INSTRUCTION A:
In the climate change article, since when does the United Nations say human activities have been the main driver of climate change?
INSTRUCTION B:
Carry on the climate change article from the end of its United Nations definition.

We are told that the country “submitted its updated National Determined Contribution (NDC) in October 2021, which estimated its targeted reduction of economy wide greenhouses gas emissions by five percent at US$950 million, the equivalent of E16 trillion.”. For those who might baffled by what nunu is the NDC, let me explain..It is a non-binding national plan highlighting climate change mitigation, including climate-related targets for greenhouse gas emission reductions.

Climate change is a very fascinating subject, and I can bet my last dime that a few of us in the country have an inkling of what this climate change, nunu is; what causes it, and what are its effects on the people, environment, nationally, and globally, and finally, how we can either prevent it, reduce or lessen its effects both as individuals, and nationally. It is a subject that interests yours truly. Many global governments, as well as private entities are deeply committed to reducing the effects of climate change.

I hope by the time the reader finishes reading the article, he or she will be in a better position to understand what climate change involves, as well as how you, me and many of us in the country can help reduce any contributing factors to this most perplexing, and important phenomenon.

Artists paint a mural on a a wall in Glasgow which hosted the COP26 UN Climate Summit in 2021 (Photo by Jeff J Mitchell/Getty Images)

What is climate change?

In simpler terms, the United Nations defines climate change as, “referring to long-term shifts in temperatures and weather patterns. These shifts may be natural, but since the 1800s, human activities have been the main driver of climate change, primarily due to the burning of fossil fuels (like coal, oil, and gas) which produces heat-trapping gases.”

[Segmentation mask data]
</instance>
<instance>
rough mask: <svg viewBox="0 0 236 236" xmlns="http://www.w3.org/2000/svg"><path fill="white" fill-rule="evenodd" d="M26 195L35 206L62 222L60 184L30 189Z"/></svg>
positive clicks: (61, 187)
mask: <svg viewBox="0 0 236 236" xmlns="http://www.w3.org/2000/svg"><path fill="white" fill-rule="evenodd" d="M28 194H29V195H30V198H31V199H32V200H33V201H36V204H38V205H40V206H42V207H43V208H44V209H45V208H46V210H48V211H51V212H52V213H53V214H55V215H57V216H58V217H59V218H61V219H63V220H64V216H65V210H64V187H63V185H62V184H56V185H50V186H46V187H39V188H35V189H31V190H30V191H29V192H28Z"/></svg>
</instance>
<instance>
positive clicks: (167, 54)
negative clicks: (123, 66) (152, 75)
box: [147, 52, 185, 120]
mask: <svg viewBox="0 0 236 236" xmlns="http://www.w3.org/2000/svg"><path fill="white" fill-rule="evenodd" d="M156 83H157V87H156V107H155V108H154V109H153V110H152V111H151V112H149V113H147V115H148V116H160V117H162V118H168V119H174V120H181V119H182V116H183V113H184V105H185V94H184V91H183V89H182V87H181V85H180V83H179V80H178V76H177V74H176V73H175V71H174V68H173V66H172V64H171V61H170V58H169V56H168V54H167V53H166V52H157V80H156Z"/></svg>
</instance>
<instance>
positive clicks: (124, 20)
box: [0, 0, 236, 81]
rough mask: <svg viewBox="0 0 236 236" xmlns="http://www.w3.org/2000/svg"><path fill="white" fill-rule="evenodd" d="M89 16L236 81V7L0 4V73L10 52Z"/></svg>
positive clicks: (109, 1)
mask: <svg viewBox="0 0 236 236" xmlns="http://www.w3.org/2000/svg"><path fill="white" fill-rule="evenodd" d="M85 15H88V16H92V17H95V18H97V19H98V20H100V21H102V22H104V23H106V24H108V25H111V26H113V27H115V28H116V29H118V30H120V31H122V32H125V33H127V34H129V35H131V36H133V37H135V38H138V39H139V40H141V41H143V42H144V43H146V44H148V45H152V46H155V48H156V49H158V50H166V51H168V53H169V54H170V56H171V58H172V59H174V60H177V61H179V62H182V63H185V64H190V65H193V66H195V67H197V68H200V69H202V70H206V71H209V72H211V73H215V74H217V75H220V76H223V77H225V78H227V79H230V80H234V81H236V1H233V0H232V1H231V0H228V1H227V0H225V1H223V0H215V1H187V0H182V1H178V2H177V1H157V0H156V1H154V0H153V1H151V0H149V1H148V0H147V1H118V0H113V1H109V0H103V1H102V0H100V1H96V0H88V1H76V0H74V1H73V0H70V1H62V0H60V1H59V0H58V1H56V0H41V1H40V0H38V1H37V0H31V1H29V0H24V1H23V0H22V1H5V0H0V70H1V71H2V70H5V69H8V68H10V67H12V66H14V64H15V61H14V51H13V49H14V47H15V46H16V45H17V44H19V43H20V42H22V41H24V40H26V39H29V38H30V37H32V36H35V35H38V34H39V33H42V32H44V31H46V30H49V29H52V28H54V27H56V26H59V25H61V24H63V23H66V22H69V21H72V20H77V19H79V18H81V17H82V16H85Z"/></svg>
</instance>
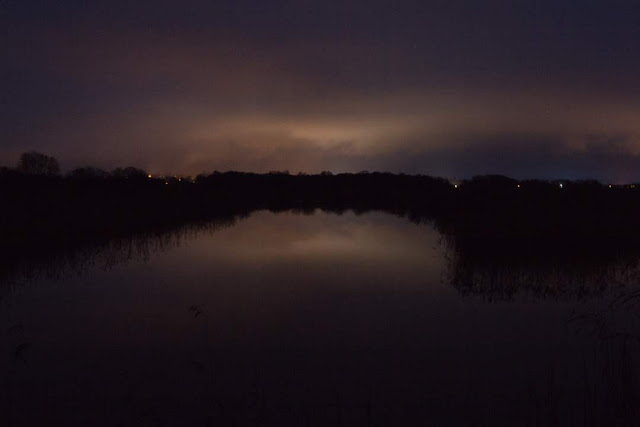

RESPONSE BOX A:
Since the 1800s.

RESPONSE BOX B:
What, in a nutshell, causes climate change?

According to the United Nations, “As greenhouse gas emissions blanket the Earth, they trap the sun’s heat. This leads to global warming and climate change. The world is now warming faster than at any point in recorded history…”

Global warming, refers to, “the gradual increase in the overall temperature of the earth’s atmosphere generally attributed to the greenhouse effect caused by increased levels of carbon dioxide, chlorofluorocarbons, and other pollutants..”

The reader might be baffled by what “greenhouse” gases are. Let’s define “greenhouse” This refers to, “a relatively permanent enclosed construction over a plot of land, having a roof and usually windows and often with more than one level, used for any of a wide variety of activities, for example, in which the temperature is maintained within a desired range, used for cultivating tender plants or growing plants out of season…”

How are these greenhouse gases produced from plants grown in greenhouses?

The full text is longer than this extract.